RTD's single biggest contribution to DR. WHO has been velocity of dramatic impact & pace of storytelling. And in ARMY OF GHOSTS/DOOMSDAY he penned a true epic. Daleks & Cybermen for the first time. The prison ship, the last remaining part of Gallifrey, housing millions of elevating Daleks above central London. In fact, there's a catalogue of iconic moments in every episode, all of which have been comparable to a film. Surely any potential film series shouldn't compete with new stories, but launch a long-running franchise to remake the classic old (eg: INVASION).

The cameos worked because of the ghost context and the fact they weren't dwelt on. But it was quite brave to include Barbara Windsor's Peggy Mitchell making references to Dirty Den, given the wife who turned him into a ghost was present in the shape of the attractive Tracy Ann Oberman. Now if DR. WHO ever becomes a woman, which seems increasingly likely, I hope Tracy Ann is it. Yvonne Hartman's journey concluded when duty led her to open the floodgates to a Cybermen invasion which threatened her very dominance at Torchwood. But even then her strength of character was enough to subvert the Cyber-programming and turn it around. In fact, she was never more human than once turned into a Cyberman (and never more like a Cyberman than when recognisably human). A triumph for the human spirit. The tear from the Cyber-head tear-hole was a lovely touch.

ENTRIES SHOWN:
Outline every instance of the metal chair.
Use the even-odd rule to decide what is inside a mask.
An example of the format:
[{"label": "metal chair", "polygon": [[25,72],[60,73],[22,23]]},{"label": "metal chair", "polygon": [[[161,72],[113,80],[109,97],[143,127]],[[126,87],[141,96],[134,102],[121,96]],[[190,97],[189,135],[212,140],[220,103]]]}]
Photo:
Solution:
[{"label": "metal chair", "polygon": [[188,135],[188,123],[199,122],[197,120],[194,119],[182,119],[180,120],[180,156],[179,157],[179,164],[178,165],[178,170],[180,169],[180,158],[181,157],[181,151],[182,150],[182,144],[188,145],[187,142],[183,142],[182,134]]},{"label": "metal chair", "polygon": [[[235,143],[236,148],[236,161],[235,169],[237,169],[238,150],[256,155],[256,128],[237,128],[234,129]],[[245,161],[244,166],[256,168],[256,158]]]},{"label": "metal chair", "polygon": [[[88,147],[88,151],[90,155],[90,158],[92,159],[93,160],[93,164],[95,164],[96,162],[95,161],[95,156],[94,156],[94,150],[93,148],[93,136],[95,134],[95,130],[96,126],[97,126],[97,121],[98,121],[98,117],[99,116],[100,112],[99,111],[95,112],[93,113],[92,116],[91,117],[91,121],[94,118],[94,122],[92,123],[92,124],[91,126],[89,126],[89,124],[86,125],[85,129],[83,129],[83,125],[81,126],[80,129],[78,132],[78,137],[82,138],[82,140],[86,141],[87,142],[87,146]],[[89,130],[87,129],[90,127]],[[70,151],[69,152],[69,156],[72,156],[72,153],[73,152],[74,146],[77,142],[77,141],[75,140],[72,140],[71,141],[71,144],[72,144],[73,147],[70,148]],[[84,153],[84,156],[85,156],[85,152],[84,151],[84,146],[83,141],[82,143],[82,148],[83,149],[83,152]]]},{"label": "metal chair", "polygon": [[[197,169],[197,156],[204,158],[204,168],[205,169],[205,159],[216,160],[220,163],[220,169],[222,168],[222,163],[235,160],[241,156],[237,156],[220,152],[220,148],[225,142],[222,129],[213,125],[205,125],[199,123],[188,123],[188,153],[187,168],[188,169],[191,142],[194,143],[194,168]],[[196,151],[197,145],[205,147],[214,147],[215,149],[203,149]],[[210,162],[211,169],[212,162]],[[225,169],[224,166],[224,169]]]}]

PROBLEMS AND TASKS:
• a. Answer these about the Doctor Who review:
(i) Which two foes does the review say appear together for the first time in Army of Ghosts/Doomsday?
(ii) Who does the reviewer hope will play the Doctor if the role ever becomes a woman?
(iii) What detail does the review call "a lovely touch"?
• b. Pick up the Doctor Who review where it stops and carry it on.

REPLIES:
• a.
(i) The Daleks and the Cybermen.
(ii) Tracy Ann Oberman.
(iii) The tear from the Cyber-head tear-hole.

• b.
The Cyber-army stomping through suburbia was quintessential DR. WHO wonderfully brought to life by the 21st Century team. Door off hinges from low angle. Cyberman comes marching in. Family cower in terror on the stairs. Young boy runs upstairs for refuge. Too late. The Cyberman wants him too! Pure behind the sofa stuff. Has no one noticed that the 2006 Cybermen sound like the alien ambassadors in THE AMBASSADORS OF DEATH? Pleasingly, I might add.

DOOMSDAY was likely the best episode of Series 2. Certainly the most powerful.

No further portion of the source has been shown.